Sementara tradisional dalam pengertian lainnya, bisa dilihat dari sisi metodologi pengajaran (pendidikan) yang diterapkan dunia pesantren (baca: salafiyah). Penyebutan tradisional dalam konteks praktek pengajaran di pesantren, didasarkan pada sistem pengajarannya yang monologis, bukannya dialogis-emansipatoris, yaitu sistem doktrinasi sang Kiyai kepada santrinya dan metodologi pengajarannya masih bersifat klasik, seperti sistem bandongan, pasaran, sorogan dan sejenisnya. Lepas dari persoalan itu, karakter tradisional yang melekat dalam dunia pesantren (sesungguhnya) tidak selamanya buruk. Asumsi ini sebetulnya relevan dengan prinsip ushul fiqh, “al-Muhafadhah ‘ala al- Qodimi as-Shalih wa al-Akhdu bi al-Jadid al-Ashlah” (memelihara [mempertahankan] tradisi yang baik, dan mengambil sesuatu yang baru (modernitas) yang lebih baik). Artinya, tradisionalisme dalam konteks didaktik-metodik yang telah lama diterapkan di pesantren, tidak perlu ditinggalkan begitu saja, hanya saja perlu disinergikan dengan modernitas. Hal ini dilakukan karena masyarakat secara praktis-pragmatis semakin membutuhkan adanya penguasaan sains dan tekhnologi. Oleh Karena itu, mensinergikan tradisionalisme pesantren dengan modernitas dalam konteks praktek pengajaran, merupakan pilihan sejarah (historical choice) yang tidak bisa ditawar-tawar lagi. Sebab, jika tidak demikian, eksistensi pesantren akan semakin sulit bertahan di tengah era informasi dan pentas globalisasi yang kian kompetitif.

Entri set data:
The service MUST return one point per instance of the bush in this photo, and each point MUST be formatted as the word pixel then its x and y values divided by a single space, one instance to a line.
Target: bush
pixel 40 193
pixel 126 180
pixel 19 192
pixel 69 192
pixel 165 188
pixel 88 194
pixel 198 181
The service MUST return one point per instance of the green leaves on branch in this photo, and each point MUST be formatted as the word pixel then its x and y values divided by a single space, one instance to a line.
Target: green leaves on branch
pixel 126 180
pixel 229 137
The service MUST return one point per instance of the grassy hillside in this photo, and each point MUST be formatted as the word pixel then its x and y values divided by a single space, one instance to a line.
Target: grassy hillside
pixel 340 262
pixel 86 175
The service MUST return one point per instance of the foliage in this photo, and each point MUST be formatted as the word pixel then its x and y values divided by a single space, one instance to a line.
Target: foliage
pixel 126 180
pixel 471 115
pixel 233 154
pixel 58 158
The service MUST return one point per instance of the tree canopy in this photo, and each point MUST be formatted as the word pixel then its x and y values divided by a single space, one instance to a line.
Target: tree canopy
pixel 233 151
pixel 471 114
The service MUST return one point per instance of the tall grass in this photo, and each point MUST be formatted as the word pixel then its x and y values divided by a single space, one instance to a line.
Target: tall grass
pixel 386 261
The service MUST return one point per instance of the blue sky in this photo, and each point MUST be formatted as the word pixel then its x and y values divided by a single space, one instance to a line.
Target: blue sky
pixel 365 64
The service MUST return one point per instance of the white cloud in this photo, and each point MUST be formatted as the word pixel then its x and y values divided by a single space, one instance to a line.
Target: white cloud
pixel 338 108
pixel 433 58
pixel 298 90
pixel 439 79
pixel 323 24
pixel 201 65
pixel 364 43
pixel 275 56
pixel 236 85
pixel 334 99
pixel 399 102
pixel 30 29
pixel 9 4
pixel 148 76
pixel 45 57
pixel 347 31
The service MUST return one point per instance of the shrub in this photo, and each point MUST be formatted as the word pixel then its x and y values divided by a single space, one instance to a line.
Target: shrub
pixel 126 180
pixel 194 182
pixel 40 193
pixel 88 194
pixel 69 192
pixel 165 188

DAFTAR TUGAS:
A - Salin kembali seluruh teks tentang metode pengajaran di pesantren secara utuh, tanpa mengubah satu kata atau tanda baca pun.
B - Sajikan hanya entri dari baris yang memuat "The service MUST return one point per instance of the foliage" sampai baris yang memuat "pixel 58 158", termasuk kedua baris itu, sebagai CSV dua kolom bernama teks_entri dan jawaban, satu baris untuk setiap entri. Apit setiap isian dengan tanda kutip dan ganti setiap jeda baris di dalamnya dengan spasi.
Teks dan entri di atas adalah dua bahan yang berdiri sendiri dan tidak saling berkaitan.

JAWABAN TIAP TUGAS:
A -
Sementara tradisional dalam pengertian lainnya, bisa dilihat dari sisi metodologi pengajaran (pendidikan) yang diterapkan dunia pesantren (baca: salafiyah). Penyebutan tradisional dalam konteks praktek pengajaran di pesantren, didasarkan pada sistem pengajarannya yang monologis, bukannya dialogis-emansipatoris, yaitu sistem doktrinasi sang Kiyai kepada santrinya dan metodologi pengajarannya masih bersifat klasik, seperti sistem bandongan, pasaran, sorogan dan sejenisnya. Lepas dari persoalan itu, karakter tradisional yang melekat dalam dunia pesantren (sesungguhnya) tidak selamanya buruk. Asumsi ini sebetulnya relevan dengan prinsip ushul fiqh, “al-Muhafadhah ‘ala al- Qodimi as-Shalih wa al-Akhdu bi al-Jadid al-Ashlah” (memelihara [mempertahankan] tradisi yang baik, dan mengambil sesuatu yang baru (modernitas) yang lebih baik). Artinya, tradisionalisme dalam konteks didaktik-metodik yang telah lama diterapkan di pesantren, tidak perlu ditinggalkan begitu saja, hanya saja perlu disinergikan dengan modernitas. Hal ini dilakukan karena masyarakat secara praktis-pragmatis semakin membutuhkan adanya penguasaan sains dan tekhnologi. Oleh Karena itu, mensinergikan tradisionalisme pesantren dengan modernitas dalam konteks praktek pengajaran, merupakan pilihan sejarah (historical choice) yang tidak bisa ditawar-tawar lagi. Sebab, jika tidak demikian, eksistensi pesantren akan semakin sulit bertahan di tengah era informasi dan pentas globalisasi yang kian kompetitif.

B -
teks_entri,jawaban
"The service MUST return one point per instance of the foliage in this photo, and each point MUST be formatted as the word pixel then its x and y values divided by a single space, one instance to a line. Target: foliage","pixel 126 180 pixel 471 115 pixel 233 154 pixel 58 158"